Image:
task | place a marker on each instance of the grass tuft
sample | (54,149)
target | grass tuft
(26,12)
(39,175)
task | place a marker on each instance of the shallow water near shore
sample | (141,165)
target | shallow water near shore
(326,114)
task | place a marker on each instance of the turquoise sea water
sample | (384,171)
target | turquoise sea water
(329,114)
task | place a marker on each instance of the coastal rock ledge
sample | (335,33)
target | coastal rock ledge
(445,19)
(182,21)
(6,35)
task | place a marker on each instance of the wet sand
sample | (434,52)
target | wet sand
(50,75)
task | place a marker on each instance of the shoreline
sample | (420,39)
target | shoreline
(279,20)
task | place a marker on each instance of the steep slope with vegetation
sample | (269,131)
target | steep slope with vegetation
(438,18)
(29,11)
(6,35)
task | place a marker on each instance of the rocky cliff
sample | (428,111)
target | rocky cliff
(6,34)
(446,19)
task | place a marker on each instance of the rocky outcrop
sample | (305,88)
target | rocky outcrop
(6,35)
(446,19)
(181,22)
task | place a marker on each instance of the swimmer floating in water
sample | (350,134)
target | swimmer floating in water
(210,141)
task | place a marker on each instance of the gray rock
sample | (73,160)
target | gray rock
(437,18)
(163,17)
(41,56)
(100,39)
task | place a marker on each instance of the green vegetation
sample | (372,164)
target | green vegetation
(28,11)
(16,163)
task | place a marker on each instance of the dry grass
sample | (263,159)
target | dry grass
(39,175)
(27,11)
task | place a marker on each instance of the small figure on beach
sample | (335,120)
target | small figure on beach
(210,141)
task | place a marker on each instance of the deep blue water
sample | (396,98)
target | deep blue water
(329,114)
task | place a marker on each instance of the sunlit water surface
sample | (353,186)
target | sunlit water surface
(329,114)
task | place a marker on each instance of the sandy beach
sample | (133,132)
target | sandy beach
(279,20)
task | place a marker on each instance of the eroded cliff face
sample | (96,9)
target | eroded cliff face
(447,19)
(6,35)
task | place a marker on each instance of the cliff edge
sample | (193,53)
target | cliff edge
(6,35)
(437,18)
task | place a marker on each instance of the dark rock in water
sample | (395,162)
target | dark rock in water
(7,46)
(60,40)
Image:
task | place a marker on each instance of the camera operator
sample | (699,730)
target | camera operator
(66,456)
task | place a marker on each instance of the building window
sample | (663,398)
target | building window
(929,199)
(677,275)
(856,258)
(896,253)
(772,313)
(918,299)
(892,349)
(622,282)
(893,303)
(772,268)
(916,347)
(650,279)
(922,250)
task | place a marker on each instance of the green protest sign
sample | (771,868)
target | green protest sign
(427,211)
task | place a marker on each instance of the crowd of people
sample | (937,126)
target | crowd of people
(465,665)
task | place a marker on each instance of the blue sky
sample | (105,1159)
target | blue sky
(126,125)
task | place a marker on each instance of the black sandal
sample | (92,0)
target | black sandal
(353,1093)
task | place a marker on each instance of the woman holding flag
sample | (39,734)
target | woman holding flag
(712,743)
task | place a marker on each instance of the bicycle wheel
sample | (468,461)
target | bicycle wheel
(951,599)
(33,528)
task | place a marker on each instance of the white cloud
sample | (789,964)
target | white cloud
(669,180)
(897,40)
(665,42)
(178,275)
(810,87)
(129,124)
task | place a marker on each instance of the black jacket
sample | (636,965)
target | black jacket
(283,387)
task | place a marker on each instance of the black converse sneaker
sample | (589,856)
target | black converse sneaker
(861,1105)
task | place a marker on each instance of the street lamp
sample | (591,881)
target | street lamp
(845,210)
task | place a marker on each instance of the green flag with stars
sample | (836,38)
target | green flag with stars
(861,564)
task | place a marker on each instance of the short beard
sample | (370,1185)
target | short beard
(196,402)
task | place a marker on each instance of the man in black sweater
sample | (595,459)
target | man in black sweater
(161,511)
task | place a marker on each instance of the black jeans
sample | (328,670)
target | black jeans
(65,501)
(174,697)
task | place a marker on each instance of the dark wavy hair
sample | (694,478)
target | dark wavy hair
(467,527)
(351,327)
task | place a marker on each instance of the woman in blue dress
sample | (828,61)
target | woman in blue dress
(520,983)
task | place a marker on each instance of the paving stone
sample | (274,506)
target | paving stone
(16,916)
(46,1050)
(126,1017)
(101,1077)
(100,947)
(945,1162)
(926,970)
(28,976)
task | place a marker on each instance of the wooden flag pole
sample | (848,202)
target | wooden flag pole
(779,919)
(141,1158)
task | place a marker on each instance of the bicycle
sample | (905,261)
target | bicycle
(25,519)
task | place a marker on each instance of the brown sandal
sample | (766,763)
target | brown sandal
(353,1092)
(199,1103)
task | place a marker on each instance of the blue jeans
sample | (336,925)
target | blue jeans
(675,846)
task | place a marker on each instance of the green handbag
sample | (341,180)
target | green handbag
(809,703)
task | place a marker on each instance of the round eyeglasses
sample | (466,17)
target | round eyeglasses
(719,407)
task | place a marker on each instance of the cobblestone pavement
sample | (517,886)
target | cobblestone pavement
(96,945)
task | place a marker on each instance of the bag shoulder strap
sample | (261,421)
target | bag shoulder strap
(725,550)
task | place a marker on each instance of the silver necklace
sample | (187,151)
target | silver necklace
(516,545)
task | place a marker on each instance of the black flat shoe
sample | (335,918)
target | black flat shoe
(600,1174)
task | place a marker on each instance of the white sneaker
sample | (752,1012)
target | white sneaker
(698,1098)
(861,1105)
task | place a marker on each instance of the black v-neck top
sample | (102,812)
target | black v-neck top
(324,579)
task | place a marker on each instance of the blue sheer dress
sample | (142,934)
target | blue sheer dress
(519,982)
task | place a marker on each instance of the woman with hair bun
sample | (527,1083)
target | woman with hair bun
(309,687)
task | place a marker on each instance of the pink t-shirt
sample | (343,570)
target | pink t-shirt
------------------------------------------------------------
PROBLEM STATEMENT » The answer must be a verbatim transcription of all the entries.

YOUR SOLUTION »
Image:
task | place a marker on each instance of the grass tuft
sample | (54,149)
target | grass tuft
(26,12)
(39,175)
task | place a marker on each instance of the shallow water near shore
sample | (141,165)
target | shallow water near shore
(326,114)
task | place a marker on each instance of the turquoise sea water
sample | (384,171)
target | turquoise sea water
(329,114)
task | place a marker on each instance of the coastal rock ledge
sample | (335,33)
target | coastal rock ledge
(445,19)
(182,21)
(6,35)
task | place a marker on each instance of the wet sand
sample | (434,52)
target | wet sand
(50,75)
task | place a marker on each instance of the shoreline
sample | (420,39)
target | shoreline
(279,20)
task | place a marker on each instance of the steep slope with vegetation
sample | (269,131)
target | steep slope with vegetation
(438,18)
(29,11)
(6,35)
task | place a marker on each instance of the rocky cliff
sample | (428,111)
target | rocky cliff
(6,34)
(446,19)
task | place a marker on each instance of the rocky outcrop
sample | (305,88)
target | rocky outcrop
(6,35)
(446,19)
(181,22)
task | place a marker on each instance of the swimmer floating in water
sample | (350,134)
target | swimmer floating in water
(210,141)
task | place a marker on each instance of the gray rock
sample | (73,160)
target | gray rock
(437,18)
(163,17)
(41,56)
(100,39)
task | place a marker on each instance of the green vegetation
sample | (372,164)
target | green vegetation
(28,11)
(16,163)
task | place a marker on each instance of the dry grass
sample | (263,159)
target | dry grass
(39,175)
(27,11)
task | place a marker on each instance of the small figure on beach
sample | (335,120)
target | small figure on beach
(210,141)
task | place a marker on each instance of the deep blue water
sample | (396,98)
target | deep blue water
(329,114)
task | place a marker on each instance of the sunlit water surface
sample | (353,186)
target | sunlit water surface
(329,114)
task | place a marker on each instance of the sandy beach
sample | (133,132)
target | sandy beach
(279,20)
task | place a marker on each instance of the eroded cliff face
sample | (96,9)
target | eroded cliff face
(447,19)
(6,35)
task | place a marker on each instance of the cliff edge
sample | (193,53)
target | cliff edge
(6,35)
(437,18)
task | place a marker on each instance of the dark rock in water
sample | (395,162)
target | dark rock in water
(7,46)
(60,40)
Image:
task | place a marker on each instance of the camera operator
sample | (699,730)
target | camera operator
(66,456)
task | place a marker on each instance of the building window
sample | (663,398)
target | building window
(929,199)
(677,275)
(856,258)
(896,253)
(772,313)
(918,299)
(892,349)
(622,282)
(893,303)
(772,268)
(916,347)
(650,279)
(922,250)
task | place a marker on each instance of the green protest sign
sample | (771,868)
target | green protest sign
(427,211)
task | place a marker on each instance of the crowd of people
sample | (937,126)
target | crowd of people
(465,665)
task | place a marker on each instance of the blue sky
sample | (105,1159)
target | blue sky
(126,125)
task | place a marker on each instance of the black sandal
sample | (92,0)
target | black sandal
(353,1093)
task | place a marker on each instance of the woman holding flag
sample | (39,734)
target | woman holding flag
(712,743)
task | place a marker on each instance of the bicycle wheel
sample | (468,461)
target | bicycle wheel
(951,599)
(33,528)
task | place a marker on each instance of the white cloud
sample | (789,964)
target | white cloud
(669,180)
(897,40)
(665,42)
(178,275)
(810,87)
(129,124)
task | place a marker on each instance of the black jacket
sample | (636,965)
target | black jacket
(283,387)
task | place a marker on each instance of the black converse sneaker
sample | (589,856)
target | black converse sneaker
(861,1105)
task | place a marker on each instance of the street lamp
sample | (591,881)
target | street lamp
(845,210)
task | place a marker on each instance of the green flag with stars
sample | (836,38)
target | green flag with stars
(861,564)
task | place a marker on each instance of the short beard
sample | (370,1185)
target | short beard
(196,402)
task | place a marker on each instance of the man in black sweater
sample | (595,459)
target | man in black sweater
(161,511)
task | place a marker on each instance of the black jeans
sample | (328,670)
target | black jeans
(65,501)
(174,697)
task | place a marker on each instance of the dark wavy hair
sample | (694,478)
target | dark wavy hair
(467,527)
(351,327)
task | place a marker on each instance of the woman in blue dress
sample | (828,61)
target | woman in blue dress
(520,983)
task | place a marker on each instance of the paving stone
sample | (274,506)
target | paving stone
(16,916)
(46,1050)
(126,1017)
(101,1077)
(100,947)
(945,1162)
(926,970)
(28,976)
task | place a marker on each instance of the wooden flag pole
sample | (848,202)
target | wooden flag pole
(779,919)
(141,1158)
task | place a marker on each instance of the bicycle
sample | (905,261)
target | bicycle
(25,519)
task | place a marker on each instance of the brown sandal
sample | (766,763)
target | brown sandal
(353,1092)
(199,1103)
task | place a marker on each instance of the blue jeans
sample | (336,925)
target | blue jeans
(675,846)
task | place a marker on each instance of the green handbag
sample | (341,180)
target | green handbag
(809,703)
task | place a marker on each instance of the round eyeglasses
sample | (466,17)
target | round eyeglasses
(719,407)
task | place a marker on each instance of the cobblestone pavement
sample | (517,886)
target | cobblestone pavement
(96,945)
task | place a marker on each instance of the bag shoulder strap
sample | (261,421)
target | bag shoulder strap
(725,550)
task | place a marker on each instance of the silver necklace
sample | (187,151)
target | silver necklace
(516,545)
task | place a marker on each instance of the black flat shoe
sample | (335,918)
target | black flat shoe
(600,1174)
task | place a marker on each instance of the white sneaker
sample | (752,1012)
target | white sneaker
(698,1098)
(861,1105)
task | place a marker on each instance of the black v-neck top
sample | (102,812)
target | black v-neck top
(324,579)
task | place a marker on each instance of the blue sheer dress
sample | (142,934)
target | blue sheer dress
(519,982)
task | place a marker on each instance of the woman with hair bun
sample | (527,1083)
target | woman with hair bun
(309,687)
task | place a marker on each instance of the pink t-shirt
sample | (343,570)
target | pink t-shirt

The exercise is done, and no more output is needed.